[What is needed]
From the entries below, pull every line that contains the string "display" and copy each one in full.

## START Data for processing

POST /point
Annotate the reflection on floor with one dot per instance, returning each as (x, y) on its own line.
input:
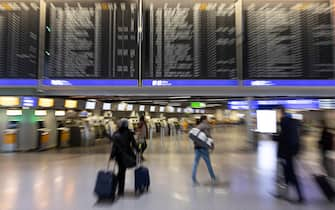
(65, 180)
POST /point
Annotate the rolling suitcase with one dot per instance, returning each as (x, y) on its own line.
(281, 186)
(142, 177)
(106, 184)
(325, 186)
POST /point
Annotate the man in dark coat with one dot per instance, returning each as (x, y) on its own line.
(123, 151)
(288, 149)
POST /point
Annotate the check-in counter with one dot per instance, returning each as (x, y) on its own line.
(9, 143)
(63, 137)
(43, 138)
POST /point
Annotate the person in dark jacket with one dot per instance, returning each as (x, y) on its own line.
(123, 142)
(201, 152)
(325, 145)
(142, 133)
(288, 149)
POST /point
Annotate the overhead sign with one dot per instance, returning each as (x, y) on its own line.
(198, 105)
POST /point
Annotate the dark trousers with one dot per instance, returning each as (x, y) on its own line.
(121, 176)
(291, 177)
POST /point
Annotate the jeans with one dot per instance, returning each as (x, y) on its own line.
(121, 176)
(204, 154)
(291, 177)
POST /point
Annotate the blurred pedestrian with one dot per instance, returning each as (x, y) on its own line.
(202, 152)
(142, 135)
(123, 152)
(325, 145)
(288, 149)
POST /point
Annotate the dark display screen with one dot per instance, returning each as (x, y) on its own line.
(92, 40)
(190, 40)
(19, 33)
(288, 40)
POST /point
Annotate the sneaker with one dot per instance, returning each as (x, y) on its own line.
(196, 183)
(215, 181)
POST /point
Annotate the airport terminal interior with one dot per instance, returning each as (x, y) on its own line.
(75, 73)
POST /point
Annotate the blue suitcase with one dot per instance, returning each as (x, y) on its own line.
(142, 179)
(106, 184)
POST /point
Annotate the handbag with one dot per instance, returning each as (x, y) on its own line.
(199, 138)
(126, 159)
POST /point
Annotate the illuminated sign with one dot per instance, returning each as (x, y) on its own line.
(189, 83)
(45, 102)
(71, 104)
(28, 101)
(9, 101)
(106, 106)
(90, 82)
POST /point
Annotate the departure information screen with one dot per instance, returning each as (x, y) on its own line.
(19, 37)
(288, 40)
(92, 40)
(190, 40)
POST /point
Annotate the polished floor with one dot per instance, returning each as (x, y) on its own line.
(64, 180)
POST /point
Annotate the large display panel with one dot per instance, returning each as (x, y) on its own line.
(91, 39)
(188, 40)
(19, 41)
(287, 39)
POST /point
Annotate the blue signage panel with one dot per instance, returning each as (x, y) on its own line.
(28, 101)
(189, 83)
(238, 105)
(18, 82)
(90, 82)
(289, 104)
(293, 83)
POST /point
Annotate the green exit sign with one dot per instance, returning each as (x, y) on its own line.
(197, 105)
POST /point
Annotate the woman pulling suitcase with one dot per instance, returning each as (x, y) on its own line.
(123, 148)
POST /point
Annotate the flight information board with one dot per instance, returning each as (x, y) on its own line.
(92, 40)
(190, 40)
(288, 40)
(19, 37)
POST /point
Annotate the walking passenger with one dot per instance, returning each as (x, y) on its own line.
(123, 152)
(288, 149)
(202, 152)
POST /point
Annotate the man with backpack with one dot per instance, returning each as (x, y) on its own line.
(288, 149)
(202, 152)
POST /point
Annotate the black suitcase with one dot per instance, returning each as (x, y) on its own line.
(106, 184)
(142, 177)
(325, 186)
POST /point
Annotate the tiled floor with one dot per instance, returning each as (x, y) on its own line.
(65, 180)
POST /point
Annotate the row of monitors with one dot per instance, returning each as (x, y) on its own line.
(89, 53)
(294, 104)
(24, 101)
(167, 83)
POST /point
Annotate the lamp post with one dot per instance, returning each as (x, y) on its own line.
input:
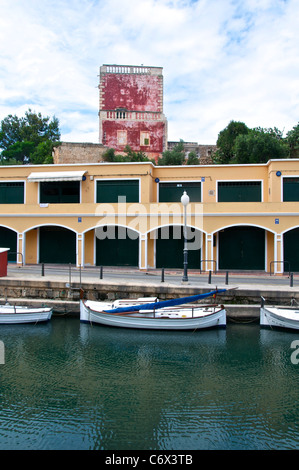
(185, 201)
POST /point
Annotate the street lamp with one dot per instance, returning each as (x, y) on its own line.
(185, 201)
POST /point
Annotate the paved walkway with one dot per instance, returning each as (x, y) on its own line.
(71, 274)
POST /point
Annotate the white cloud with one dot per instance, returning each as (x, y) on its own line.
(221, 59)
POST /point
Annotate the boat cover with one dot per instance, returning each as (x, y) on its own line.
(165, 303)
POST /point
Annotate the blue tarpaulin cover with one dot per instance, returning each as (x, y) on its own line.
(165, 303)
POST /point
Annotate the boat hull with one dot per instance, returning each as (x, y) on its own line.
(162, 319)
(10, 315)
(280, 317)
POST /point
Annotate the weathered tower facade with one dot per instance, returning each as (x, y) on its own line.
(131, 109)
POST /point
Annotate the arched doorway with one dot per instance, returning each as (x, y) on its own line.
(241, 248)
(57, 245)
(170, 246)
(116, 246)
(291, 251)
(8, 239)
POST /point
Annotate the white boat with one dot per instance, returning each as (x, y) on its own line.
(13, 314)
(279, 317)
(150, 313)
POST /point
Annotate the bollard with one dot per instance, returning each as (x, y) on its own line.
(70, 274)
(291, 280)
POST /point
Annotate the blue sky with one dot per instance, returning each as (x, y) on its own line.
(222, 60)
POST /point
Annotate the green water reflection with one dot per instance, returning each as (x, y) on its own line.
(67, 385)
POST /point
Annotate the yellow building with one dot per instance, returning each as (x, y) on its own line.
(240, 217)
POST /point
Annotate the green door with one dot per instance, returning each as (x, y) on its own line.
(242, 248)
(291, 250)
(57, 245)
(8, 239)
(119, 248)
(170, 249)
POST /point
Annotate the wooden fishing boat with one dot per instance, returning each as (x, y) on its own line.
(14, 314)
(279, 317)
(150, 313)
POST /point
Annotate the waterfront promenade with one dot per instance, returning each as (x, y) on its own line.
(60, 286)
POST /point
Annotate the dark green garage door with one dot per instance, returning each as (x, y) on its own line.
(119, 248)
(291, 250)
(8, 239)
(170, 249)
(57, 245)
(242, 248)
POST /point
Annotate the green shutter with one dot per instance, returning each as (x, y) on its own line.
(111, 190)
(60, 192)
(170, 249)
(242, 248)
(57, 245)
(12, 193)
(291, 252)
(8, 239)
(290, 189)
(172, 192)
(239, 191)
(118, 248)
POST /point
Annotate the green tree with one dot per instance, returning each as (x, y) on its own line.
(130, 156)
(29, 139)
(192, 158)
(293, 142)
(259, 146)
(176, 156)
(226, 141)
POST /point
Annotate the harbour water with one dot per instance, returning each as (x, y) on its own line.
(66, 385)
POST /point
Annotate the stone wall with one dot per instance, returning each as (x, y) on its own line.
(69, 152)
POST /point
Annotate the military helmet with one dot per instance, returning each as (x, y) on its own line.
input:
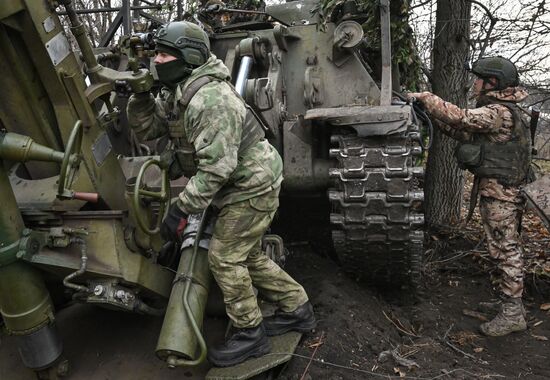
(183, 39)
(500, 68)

## END Data for processing
## START Data for processing

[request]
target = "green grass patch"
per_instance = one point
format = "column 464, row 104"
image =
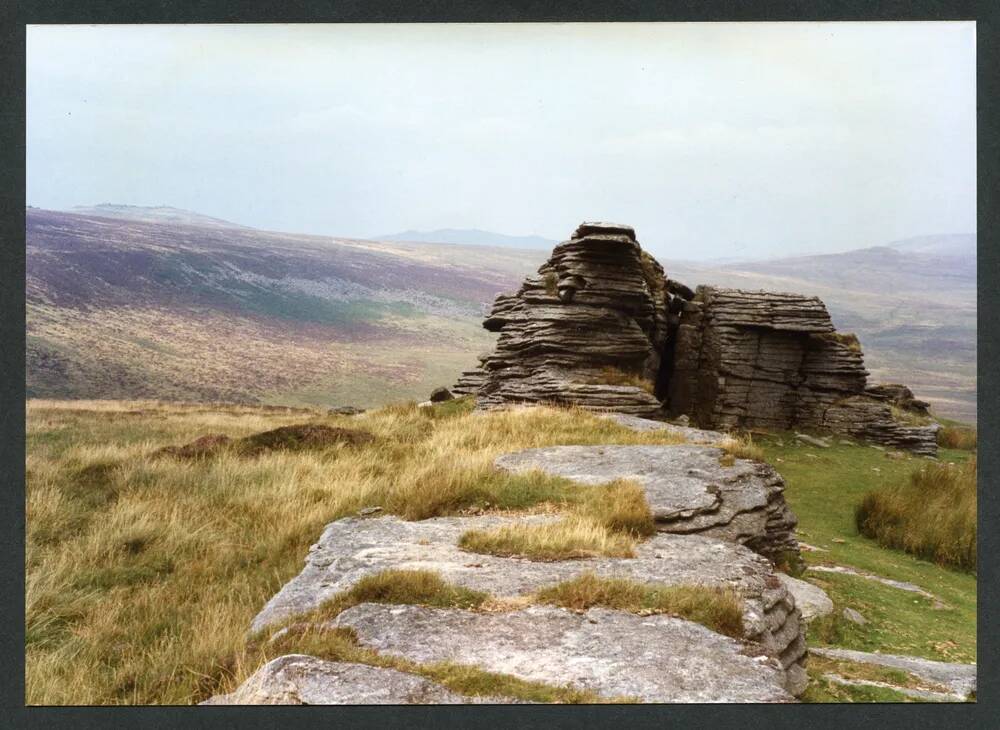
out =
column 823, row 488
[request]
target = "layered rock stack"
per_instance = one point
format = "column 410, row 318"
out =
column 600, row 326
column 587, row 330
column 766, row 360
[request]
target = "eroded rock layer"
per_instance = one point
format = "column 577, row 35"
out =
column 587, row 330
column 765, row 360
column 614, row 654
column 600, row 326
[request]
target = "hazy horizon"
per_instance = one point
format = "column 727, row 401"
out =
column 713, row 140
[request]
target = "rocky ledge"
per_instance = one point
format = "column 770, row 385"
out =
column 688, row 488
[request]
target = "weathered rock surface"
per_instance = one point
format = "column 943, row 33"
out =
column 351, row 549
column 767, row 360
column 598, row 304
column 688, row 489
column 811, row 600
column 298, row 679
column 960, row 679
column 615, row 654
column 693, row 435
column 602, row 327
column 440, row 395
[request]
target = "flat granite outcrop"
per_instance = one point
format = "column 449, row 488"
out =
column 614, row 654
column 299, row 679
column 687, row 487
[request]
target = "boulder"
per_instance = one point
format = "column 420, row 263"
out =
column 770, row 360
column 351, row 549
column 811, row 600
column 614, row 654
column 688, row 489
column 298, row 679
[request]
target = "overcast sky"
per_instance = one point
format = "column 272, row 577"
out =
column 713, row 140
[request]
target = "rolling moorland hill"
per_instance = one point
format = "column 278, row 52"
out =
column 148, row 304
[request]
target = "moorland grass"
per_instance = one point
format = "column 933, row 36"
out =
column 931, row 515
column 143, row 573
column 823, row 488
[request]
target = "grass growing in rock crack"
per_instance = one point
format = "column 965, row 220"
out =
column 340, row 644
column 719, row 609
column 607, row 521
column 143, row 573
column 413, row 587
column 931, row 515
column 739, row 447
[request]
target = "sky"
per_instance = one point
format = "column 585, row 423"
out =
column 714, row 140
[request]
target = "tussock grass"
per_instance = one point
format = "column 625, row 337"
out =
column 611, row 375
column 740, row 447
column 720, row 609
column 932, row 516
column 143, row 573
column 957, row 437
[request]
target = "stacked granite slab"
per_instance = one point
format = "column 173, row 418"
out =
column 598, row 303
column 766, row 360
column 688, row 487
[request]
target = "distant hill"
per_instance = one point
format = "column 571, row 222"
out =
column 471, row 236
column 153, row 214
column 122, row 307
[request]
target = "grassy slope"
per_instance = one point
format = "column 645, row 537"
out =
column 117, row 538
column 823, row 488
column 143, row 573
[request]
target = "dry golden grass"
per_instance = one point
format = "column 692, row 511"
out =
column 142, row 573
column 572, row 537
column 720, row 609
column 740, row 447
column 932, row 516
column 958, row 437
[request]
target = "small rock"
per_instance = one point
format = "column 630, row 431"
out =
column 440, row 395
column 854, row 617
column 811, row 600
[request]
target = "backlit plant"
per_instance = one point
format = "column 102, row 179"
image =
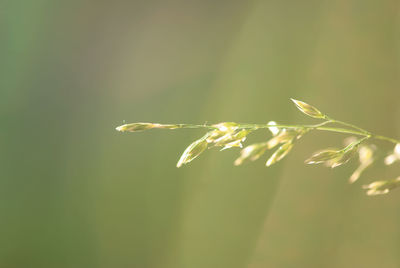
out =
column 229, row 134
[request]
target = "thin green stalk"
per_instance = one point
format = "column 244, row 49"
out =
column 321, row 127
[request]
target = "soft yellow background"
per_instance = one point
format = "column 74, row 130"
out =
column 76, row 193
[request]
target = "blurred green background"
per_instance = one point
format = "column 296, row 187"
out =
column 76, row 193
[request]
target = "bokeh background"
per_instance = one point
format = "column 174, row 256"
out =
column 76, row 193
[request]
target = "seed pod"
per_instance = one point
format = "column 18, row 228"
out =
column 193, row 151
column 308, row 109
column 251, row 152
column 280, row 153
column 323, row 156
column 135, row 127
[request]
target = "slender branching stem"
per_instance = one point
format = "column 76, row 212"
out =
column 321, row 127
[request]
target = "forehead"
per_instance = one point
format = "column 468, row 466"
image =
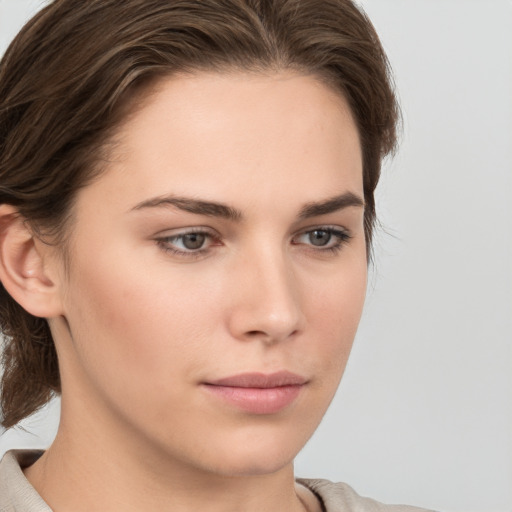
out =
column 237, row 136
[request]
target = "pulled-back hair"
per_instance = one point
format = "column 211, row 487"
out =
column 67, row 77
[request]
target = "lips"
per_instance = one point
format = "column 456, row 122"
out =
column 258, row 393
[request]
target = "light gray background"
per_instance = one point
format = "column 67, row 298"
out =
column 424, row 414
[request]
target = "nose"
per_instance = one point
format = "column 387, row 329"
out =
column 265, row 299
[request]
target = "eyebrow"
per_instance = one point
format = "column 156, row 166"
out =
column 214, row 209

## END Data for processing

[Written reply]
Annotate the dark display screen with one dot per instance, returning each as (x, y) on its own line.
Annotate the large display panel with one dot per instance, returning each as (x, y) on its own line.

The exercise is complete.